Hansen: Well that seems to be the big question. Because it's not just…it's not just the like or the share but it's also you know the page view or the click through or any of these other metrics and so there's a real attempt to see, take these somewhat standard metrics and figure out, can you learn a little bit more, can you engineer the system so that you can see how far down people read, you know, do they go to the next…going to those pages and you think this in the access logs but like can you…how far down the page, how far are they reading, I am a member of a project at Cornell Tech which was looking at those kinds of statistics. So there's a kind of open research question about how best to characterize what engagement actually means and what you're getting from the statistics. And I think there's one of the things I'm hoping by injecting a little more questioning spirit into the statistical side of things in our journalists is to ask well you know our newsroom gives us these statistics. What else could we know? What else can we know about how we're interacting with our audience and I should say when I first started at the New York Times R&D Lab, there was a real resistance on the part of the newsroom to show any kind of usage statistics, to the reporters I think that they felt that it might lead to pandering or something like that. But Twitter and you know reporters becoming more sort of prominent in their own right it's impossible for them not to know that a particular story has hit. So I think, I mean, this is sort of dodging your question but I think,

Pennington: That’s okay, you can dodge it.

Hansen: I think there's real, a lot of work around what sort of meaningful statistics can be extracted and you know, what does that say about engagement. Now I will tell you that with Cascade we saw a lot of really interesting sort of communities that built up. So one of my collaborators Jeff who was responsible for the really beautiful graphics, I mean really beautiful.

Pennington: Yeah I know, those are amazing!

Hansen: Had noticed a network of rabbis that consistently share religion stories amongst themselves and so there are these interesting communities that build up, that I think become important as well and so it might not be just direct statistics like how long or was it like but can you think about the communities where things sort of work their way through and you know thinking about that is you know as a typical it can be difficult because it's you know lots of small scale things that accumulate the kind of sea of activity that you perceive but. Anyway the tool like cascade lets you drill down and sort of have those quiet moments and see those things and. I don't I'm not quite sure what that would amount to for a marketing person that's certainly not my side in the church and state divide I was always on the church side.

Pennington: Yeah.

▶ Data records:
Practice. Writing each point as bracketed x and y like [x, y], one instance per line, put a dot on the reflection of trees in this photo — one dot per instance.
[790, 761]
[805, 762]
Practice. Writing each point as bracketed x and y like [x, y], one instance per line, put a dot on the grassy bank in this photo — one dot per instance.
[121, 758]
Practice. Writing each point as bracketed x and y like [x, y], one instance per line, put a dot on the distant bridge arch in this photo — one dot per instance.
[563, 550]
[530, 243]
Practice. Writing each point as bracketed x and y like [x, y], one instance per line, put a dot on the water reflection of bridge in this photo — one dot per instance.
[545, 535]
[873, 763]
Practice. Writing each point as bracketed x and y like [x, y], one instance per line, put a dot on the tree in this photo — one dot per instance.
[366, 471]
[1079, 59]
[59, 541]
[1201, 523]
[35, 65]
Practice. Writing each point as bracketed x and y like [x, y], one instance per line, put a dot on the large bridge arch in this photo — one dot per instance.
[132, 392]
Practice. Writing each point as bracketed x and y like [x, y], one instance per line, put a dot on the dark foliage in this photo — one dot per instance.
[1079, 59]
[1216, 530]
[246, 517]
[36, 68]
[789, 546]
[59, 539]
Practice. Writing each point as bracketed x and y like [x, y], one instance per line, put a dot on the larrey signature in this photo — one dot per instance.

▶ Stated task: Reproduce the stretch of the interview transcript from "Hansen: Had noticed" through "Pennington: Yeah." word for word.

▶ The reply:
Hansen: Had noticed a network of rabbis that consistently share religion stories amongst themselves and so there are these interesting communities that build up, that I think become important as well and so it might not be just direct statistics like how long or was it like but can you think about the communities where things sort of work their way through and you know thinking about that is you know as a typical it can be difficult because it's you know lots of small scale things that accumulate the kind of sea of activity that you perceive but. Anyway the tool like cascade lets you drill down and sort of have those quiet moments and see those things and. I don't I'm not quite sure what that would amount to for a marketing person that's certainly not my side in the church and state divide I was always on the church side.

Pennington: Yeah.